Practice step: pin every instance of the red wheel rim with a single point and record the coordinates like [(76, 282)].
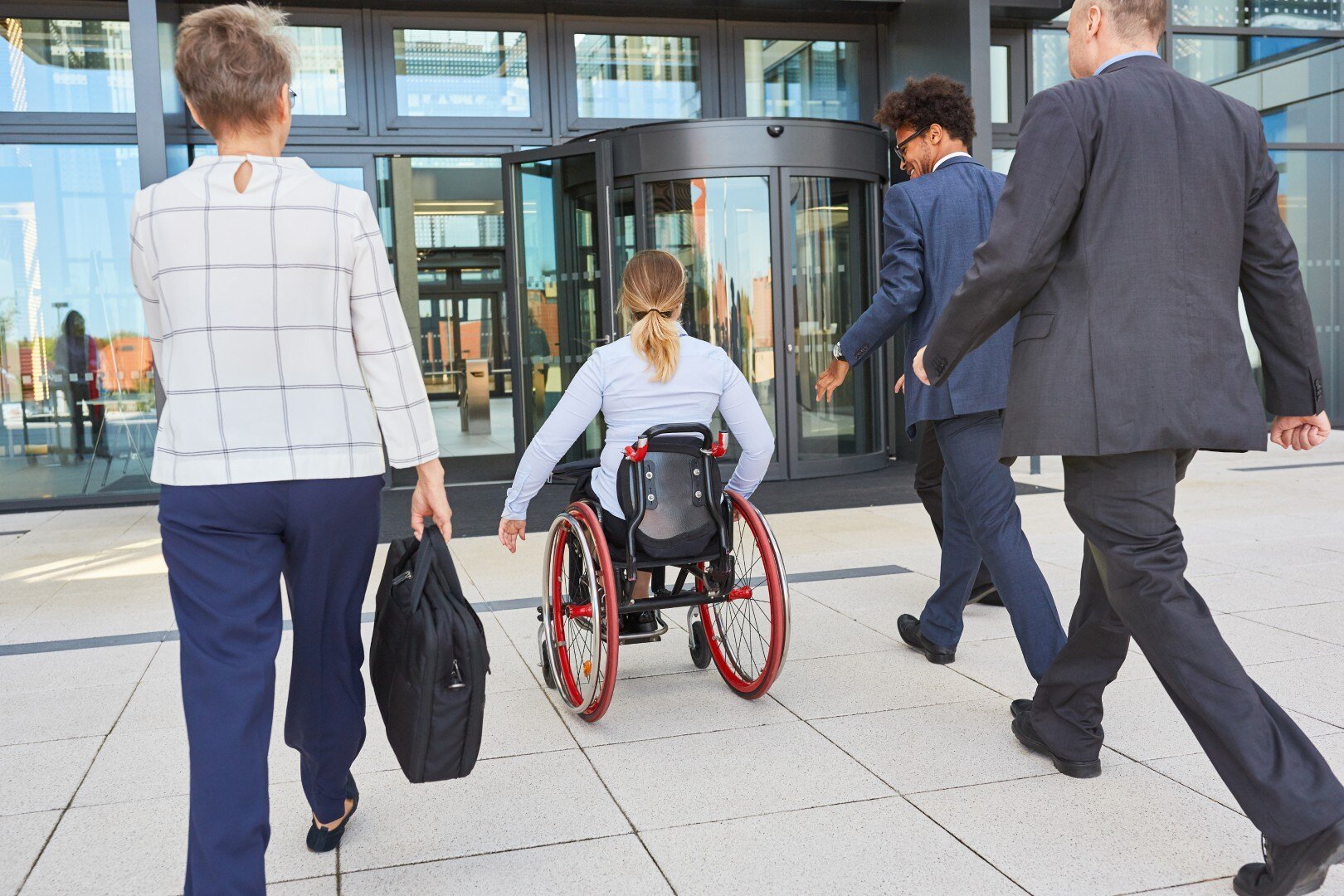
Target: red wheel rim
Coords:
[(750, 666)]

--

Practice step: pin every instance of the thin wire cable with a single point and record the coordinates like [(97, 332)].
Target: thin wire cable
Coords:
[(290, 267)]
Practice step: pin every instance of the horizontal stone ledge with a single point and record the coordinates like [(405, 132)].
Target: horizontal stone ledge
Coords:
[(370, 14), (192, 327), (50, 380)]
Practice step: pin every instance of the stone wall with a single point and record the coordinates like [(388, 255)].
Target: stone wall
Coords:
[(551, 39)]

EXERCISE -
Every line above that includes the word "ledge" must appear in the answer.

SOLUTION TO THIS PROBLEM -
Practice step: pin every instance of the horizontal stone ledge with a single point and record the coordinates like [(405, 132)].
Target: horizontal stone ledge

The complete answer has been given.